12. S screamed but because of the rain, no one came to her rescue, but before motorcycle Samuel Shikumo Luchachi PW2 appeared riding his motorcycle. He was carrying a pillion passenger, Jairus Ondinga who testified as PW3. When PW2 got to the scene, PW2 saw a man carrying a paper bag and a panga. The man was identified as Otieno and was well known to PW2. PW2 also saw the appellant in the act of raping S and on seeing PW2 the appellant got up and started to zip up his fly as he also ran away. PW2 disembarked from the motorcycle and gave chase and managed to catch up with the appellant when something tripped the appellant and he fell down. PW2 caught up with the appellant about 70 metres away from where the incident took place and when he realized that appellant could overpower him, he called for help from PW3 and together they subdued the appellant. Later the appellant was taken to Manyala Police Post by Martin Odhiambo Olingo PW4, who arrived at the scene after PW2 and PW3 had already apprehended the appellant. PW4 was a community policing Officer, and told the appellant to cooperate with him lest he could be lynched.
13. The report by PW2 to Manyala Police Patrol Base was received by No. 6933 Police Constable Douglas Migiri at about 6.00pm when the appellant was escorted to the base by PW4. Upon receipt of the report and after booking in the appellant, PW6 took both the appellant and the complainant to Manyala Sub-District Hospital for examination. PW6 took witness statements and also received the soiled clothes of the complainant, namely blouse and a skirt(MFI – P1). Panty(MFI – P2) skirt )MFI –p4), T-shirt (MFI – p3) vest (MFI – P5) and a bra. All the clothes were produced as Exhibit – p1 – 5. After visiting the scene, PW6 charged the appellant with the offence of gang rape, and in the alternative with the offence of committing an indecent act with an adult.
^^^^^^^^
## Action item
Write out the rape case passage again, beginning at the words "13. The report" and stopping after "with an adult.", and switch every "complainant" to "survivor".

## Given records
^^^^^^^^
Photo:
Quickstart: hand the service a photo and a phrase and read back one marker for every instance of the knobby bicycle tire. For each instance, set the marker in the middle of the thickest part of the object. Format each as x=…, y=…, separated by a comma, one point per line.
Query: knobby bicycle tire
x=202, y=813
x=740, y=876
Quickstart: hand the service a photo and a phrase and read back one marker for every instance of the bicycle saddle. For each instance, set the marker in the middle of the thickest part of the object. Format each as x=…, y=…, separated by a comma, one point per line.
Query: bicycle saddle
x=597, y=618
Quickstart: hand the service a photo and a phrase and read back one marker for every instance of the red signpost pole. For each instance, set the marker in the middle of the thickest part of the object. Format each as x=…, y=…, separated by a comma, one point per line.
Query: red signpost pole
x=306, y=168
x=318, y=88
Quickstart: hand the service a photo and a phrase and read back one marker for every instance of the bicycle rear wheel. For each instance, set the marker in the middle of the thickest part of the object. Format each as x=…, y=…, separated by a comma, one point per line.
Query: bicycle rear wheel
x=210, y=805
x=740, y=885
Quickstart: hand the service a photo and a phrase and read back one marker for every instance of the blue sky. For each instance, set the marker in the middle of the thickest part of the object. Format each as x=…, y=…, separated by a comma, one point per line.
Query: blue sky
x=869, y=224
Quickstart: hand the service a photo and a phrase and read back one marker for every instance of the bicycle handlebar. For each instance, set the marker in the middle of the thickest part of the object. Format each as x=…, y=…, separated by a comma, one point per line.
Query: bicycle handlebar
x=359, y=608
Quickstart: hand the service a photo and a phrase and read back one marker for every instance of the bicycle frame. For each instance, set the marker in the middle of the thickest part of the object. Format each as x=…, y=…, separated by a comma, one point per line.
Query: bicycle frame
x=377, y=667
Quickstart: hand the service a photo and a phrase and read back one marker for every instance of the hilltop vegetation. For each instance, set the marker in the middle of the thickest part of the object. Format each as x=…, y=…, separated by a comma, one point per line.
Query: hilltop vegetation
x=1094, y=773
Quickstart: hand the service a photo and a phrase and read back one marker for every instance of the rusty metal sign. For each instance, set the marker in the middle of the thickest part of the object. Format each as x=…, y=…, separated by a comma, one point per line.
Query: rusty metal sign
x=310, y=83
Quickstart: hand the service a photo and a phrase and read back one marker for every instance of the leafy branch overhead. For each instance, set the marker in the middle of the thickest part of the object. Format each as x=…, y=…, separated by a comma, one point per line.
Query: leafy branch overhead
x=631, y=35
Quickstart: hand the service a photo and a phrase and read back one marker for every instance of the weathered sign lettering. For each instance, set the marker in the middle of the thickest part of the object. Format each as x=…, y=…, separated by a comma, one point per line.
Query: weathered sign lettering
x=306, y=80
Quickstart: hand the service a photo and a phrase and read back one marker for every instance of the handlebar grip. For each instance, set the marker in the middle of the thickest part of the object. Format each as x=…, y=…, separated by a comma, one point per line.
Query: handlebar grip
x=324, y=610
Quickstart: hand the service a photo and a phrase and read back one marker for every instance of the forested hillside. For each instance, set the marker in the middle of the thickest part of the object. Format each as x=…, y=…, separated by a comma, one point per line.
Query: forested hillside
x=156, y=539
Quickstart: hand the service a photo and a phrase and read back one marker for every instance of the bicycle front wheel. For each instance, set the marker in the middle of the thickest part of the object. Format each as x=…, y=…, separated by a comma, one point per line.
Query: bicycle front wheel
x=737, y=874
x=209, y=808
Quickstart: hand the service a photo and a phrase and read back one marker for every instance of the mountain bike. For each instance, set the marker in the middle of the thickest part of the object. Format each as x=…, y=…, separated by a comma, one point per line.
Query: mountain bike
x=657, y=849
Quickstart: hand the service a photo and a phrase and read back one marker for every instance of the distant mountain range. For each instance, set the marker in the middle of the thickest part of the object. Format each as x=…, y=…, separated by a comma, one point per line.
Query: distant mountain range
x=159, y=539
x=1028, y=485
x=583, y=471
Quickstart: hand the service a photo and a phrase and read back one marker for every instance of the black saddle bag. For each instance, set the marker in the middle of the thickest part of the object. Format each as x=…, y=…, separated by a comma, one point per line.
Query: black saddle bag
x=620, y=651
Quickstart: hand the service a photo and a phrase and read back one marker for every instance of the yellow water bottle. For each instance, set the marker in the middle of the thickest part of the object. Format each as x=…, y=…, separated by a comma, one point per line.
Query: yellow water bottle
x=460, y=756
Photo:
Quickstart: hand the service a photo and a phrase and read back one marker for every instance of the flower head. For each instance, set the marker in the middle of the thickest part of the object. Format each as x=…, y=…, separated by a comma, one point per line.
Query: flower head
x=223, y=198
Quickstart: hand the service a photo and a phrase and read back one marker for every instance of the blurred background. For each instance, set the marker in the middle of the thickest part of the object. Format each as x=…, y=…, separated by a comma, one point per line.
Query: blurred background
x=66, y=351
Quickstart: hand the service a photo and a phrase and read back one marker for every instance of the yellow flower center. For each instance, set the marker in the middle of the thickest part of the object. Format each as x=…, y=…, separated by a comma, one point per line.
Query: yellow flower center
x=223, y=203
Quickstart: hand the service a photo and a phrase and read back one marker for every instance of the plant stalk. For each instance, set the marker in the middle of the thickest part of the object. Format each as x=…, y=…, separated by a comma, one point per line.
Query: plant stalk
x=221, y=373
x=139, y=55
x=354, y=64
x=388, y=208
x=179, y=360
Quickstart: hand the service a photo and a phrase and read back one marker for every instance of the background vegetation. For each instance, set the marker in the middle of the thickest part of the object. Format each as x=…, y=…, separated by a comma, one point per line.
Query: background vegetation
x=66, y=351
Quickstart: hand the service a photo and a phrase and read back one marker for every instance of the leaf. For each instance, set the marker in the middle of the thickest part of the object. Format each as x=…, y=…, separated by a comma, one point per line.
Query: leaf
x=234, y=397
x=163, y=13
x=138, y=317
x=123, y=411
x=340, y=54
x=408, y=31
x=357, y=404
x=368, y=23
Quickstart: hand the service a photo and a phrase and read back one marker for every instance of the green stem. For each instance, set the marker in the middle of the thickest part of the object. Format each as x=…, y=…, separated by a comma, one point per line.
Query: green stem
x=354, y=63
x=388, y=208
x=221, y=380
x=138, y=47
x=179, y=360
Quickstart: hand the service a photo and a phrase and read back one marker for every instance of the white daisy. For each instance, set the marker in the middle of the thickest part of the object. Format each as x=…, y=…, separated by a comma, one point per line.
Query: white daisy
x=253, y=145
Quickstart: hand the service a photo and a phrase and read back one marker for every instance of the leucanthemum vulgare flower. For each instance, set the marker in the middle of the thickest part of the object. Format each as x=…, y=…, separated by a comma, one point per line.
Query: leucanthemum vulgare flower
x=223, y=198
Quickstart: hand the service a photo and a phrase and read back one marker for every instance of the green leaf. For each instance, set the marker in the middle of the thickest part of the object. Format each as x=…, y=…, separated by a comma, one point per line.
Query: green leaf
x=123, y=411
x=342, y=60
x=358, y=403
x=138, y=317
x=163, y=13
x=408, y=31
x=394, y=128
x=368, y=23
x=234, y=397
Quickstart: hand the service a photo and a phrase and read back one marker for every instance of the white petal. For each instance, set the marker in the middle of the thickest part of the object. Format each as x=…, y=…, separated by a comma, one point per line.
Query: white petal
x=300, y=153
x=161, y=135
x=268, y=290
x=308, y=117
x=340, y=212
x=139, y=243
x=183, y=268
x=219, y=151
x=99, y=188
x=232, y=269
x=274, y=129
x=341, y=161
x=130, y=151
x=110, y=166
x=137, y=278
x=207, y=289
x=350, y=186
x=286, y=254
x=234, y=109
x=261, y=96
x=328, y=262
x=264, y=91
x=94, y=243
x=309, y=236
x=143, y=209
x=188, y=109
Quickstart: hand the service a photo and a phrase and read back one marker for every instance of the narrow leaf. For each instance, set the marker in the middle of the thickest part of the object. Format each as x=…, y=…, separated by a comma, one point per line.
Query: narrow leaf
^^^^^^^^
## Output of the task
13. The report by PW2 to Manyala Police Patrol Base was received by No. 6933 Police Constable Douglas Migiri at about 6.00pm when the appellant was escorted to the base by PW4. Upon receipt of the report and after booking in the appellant, PW6 took both the appellant and the survivor to Manyala Sub-District Hospital for examination. PW6 took witness statements and also received the soiled clothes of the survivor, namely blouse and a skirt(MFI – P1). Panty(MFI – P2) skirt )MFI –p4), T-shirt (MFI – p3) vest (MFI – P5) and a bra. All the clothes were produced as Exhibit – p1 – 5. After visiting the scene, PW6 charged the appellant with the offence of gang rape, and in the alternative with the offence of committing an indecent act with an adult.